Sentiti come testi in giudizio sia il Cappelli che la Zappacenere hanno fatto riferimento all'esame del rendiconto, affermando in particolare il Cappelli che, alla fine dell'anno si recavano tutti e tre dal commercialista dell'azienda e, per fiducia reciproca, si limitavano ad esaminare il risultato finale del rendiconto, cioè gli utili risultanti a fine anno e quindi la successiva divisione secondo le percentuali stabilite. Lo stesso teste ha pure aggiunto che in occasione di questi accessi presso il commercialista sia lui che la Zappacenere ricevevano copia di tali rendiconti, quali risultati finali dei conteggi, e che un controllo più approfondito non era necessario dato che entrambi, lavorando in agenzia, provvedevano personalmente agli incassi e pertanto ne conoscevano l'entità.

Negli stessi termini la deposizione della Zappacenere, la quale ha dichiarato che l'andamento dell'attività era comunque sempre sotto i loro occhi.

Quei rendiconti di cui ha riferito il Cappelli sono stati poi acquisiti agli atti.

Osserva il giudicante che, ad una semplice lettura, risulta evidente che detti documenti non siano veri rendiconti, in quanto ivi non è riportato il conto della gestione dell'azienda con la specifica indicazione delle entrate e delle uscite ed i relativi titoli. Si dà meramente indicazione, in ciascuno di essi - che vanno dal 1992 al 1995 - del risultato dell'esercizio concluso, asseritamente verificato attraverso le risultanze delle scritture contabili approntate, delle quote di spettanza di ciascuno degli associati, in base alle percentuali di cui ai contratti, e degli acconti percepiti nell'anno dagli stessi.

Non sono stati invece prodotti i veri e propri rendiconti, che sarebbero stati redatti dal commercialista dell'azienda, e che pertanto, ragionando in base ad una massima di esperienza, avrebbero dovuto essere ancora disponibili, non essendo ancora decorsi i dieci anni dopo i quali generalmente i documenti contabili vengono cestinati.

I documenti in oggetto, peraltro privi di data certa, non sono quindi assolutamente idonei a dimostrare che rendimento di conto periodico da parte dell'associante vi sia stato. Ciò soprattutto alla luce delle dichiarazioni rese da entrambi i testi sopra citati in epoca anteriore al giudizio all'ispettore del lavoro Raniero Gentili, versate in atti.

Il Cappelli aveva dichiarato all'ispettore del lavoro di non prendere mai visione del rendiconto, né per discuterlo né per fare osservazioni, affermando inoltre di non essere in grado di dire se la somma percepita alla fine dell'anno 1992 corrispondesse effettivamente al 25% degli utili di quell'anno. A sua volta la Zappacenere riferì di non interessarsi della redazione del rendiconto e di non prenderne visione e, conseguentemente, di non essere in grado di dire se ciò che le era stato corrisposto corrispondesse o meno al 25% degli utili. La stessa volle peraltro precisare di non prendere mai visione del rendiconto perché aveva piena fiducia nell'operato del Fabbroni.

* **Elenco dei compiti**
1) Seleziona e ricopia tutte le righe dei record che contengono la parola "face".
2) Scrivi il seguito del brano sui rendiconti dell'azienda, partendo da dove termina.

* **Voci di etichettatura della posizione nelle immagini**

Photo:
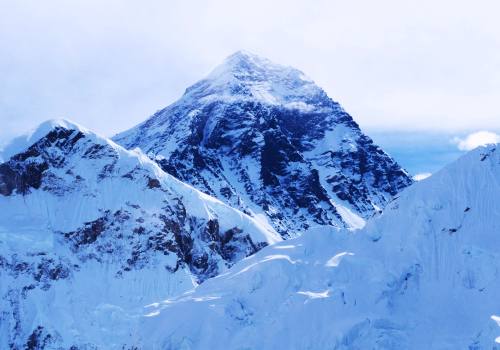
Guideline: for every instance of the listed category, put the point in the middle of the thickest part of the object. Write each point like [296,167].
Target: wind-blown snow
[266,139]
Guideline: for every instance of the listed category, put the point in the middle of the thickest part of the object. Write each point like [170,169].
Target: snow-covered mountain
[264,138]
[423,275]
[90,232]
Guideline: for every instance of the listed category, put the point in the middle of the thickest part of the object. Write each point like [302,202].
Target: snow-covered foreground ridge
[266,139]
[423,275]
[90,232]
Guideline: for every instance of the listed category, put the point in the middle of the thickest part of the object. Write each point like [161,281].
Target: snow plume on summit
[266,139]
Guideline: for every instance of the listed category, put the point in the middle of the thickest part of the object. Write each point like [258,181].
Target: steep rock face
[89,232]
[264,138]
[423,275]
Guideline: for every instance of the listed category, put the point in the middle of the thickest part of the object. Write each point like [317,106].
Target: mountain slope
[89,232]
[264,138]
[423,275]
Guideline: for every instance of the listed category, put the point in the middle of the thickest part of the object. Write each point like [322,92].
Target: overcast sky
[108,65]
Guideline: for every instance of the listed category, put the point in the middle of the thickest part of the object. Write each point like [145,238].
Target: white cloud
[476,139]
[421,176]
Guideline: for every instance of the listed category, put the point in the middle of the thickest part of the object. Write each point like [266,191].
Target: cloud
[476,139]
[421,176]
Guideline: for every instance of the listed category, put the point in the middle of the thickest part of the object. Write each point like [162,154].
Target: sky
[398,67]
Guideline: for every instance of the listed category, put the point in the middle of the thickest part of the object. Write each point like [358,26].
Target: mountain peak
[246,76]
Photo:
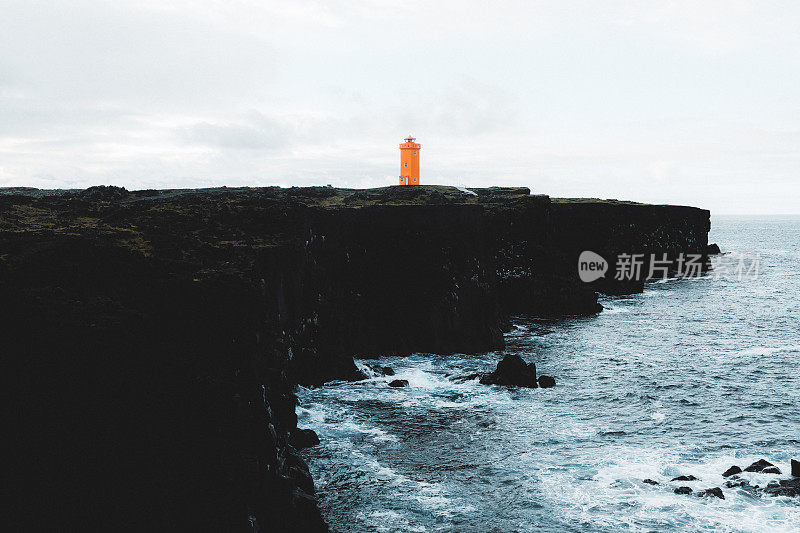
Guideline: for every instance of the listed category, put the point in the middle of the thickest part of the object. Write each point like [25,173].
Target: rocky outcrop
[512,371]
[759,466]
[732,471]
[715,492]
[156,336]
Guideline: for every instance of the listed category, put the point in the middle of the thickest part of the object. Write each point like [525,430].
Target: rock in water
[512,371]
[382,370]
[546,382]
[716,492]
[303,438]
[784,487]
[758,466]
[732,471]
[468,377]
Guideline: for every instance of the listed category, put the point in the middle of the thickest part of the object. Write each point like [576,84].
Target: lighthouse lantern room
[409,162]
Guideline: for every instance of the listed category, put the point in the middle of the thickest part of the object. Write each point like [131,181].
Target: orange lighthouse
[409,162]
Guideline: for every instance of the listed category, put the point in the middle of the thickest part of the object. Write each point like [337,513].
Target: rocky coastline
[157,336]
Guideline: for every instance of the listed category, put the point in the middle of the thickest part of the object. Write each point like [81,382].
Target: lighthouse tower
[409,162]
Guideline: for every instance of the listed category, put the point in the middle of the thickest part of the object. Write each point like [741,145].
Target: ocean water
[690,377]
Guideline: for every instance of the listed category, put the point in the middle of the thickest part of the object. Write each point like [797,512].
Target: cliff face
[158,336]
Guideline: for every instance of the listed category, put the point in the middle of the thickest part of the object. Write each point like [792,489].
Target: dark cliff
[156,337]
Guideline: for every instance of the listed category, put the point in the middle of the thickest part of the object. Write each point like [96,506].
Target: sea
[688,378]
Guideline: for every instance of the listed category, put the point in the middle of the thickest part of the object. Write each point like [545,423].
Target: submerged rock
[546,382]
[382,370]
[512,371]
[732,471]
[467,377]
[303,438]
[784,487]
[758,466]
[715,492]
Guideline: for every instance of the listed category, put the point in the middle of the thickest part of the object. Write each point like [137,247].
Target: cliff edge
[156,337]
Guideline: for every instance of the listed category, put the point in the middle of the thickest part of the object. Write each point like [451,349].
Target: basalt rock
[784,487]
[546,382]
[157,336]
[758,466]
[382,370]
[732,471]
[716,492]
[512,371]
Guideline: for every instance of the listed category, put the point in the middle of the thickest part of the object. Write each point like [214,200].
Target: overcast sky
[694,102]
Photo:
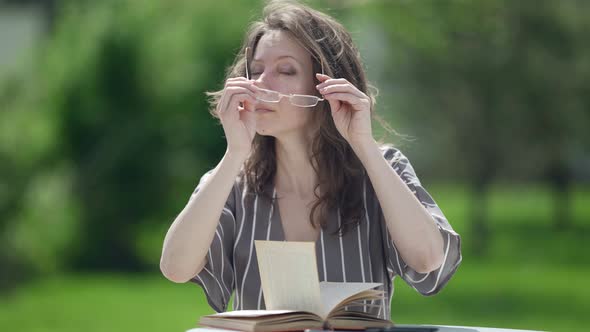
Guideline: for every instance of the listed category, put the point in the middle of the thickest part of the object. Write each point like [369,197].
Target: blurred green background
[104,133]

* **Soluzioni**
1)
Target: steep rock face
Target: cliff face

2)
Orbene, se fosse stata vera la circostanza, riferita in giudizio, della periodica visione del rendiconto, inteso come risultato finale dell'esercizio, non si vede per quale motivo il Cappelli e la Zappacenere ne avrebbero taciuto all'ispettore del lavoro, laddove, peraltro, all'epoca di quelle dichiarazioni, risalenti al mese di ottobre del 1993, sarebbero stati già formati ben due dei prodotti "rendiconti", quello datato 27/3/93 e quello datato 24/3/92, firmati dal Cappelli e dalla Zappacenere, che danno atto dell'avvenuta lettura del rendiconto della gestione dell'anno precedente, verificato attraverso le risultanze delle scritture contabili, e dopo ampia discussione ripartiscono il risultato dell'esercizio.

Per quanto detto le dichiarazioni rese in giudizio non risultano essere attendibili né adeguatamente riscontrate e manca quindi prova affidabile del fatto che rendiconto periodico della gestione vi sia stato, come è richiesto in un effettivo rapporto di associazione in partecipazione, in attuazione di quell'obbligo imposto all'associante, atto a delimitare l'autonomia che di regola si accompagna alla titolarità esclusiva dell'impresa.

L'implicazione che se ne trae è che il rapporto intercorso tra il Fabbroni da un lato e il Cappelli e la Zappacenere, dall'altro, si atteggiò, in concreto, come rapporto di lavoro subordinato.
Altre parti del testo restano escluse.